[Data for the task]:
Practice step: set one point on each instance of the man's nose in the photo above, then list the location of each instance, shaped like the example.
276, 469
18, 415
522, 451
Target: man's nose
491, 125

[Your task]:
Without changing anything, repeat the whole listing.

[Solution]:
Practice step: set one point on each instance of the man's nose in the photo above, then list the location of each instance, shaped like the example.
276, 469
18, 415
522, 451
Target: man's nose
491, 125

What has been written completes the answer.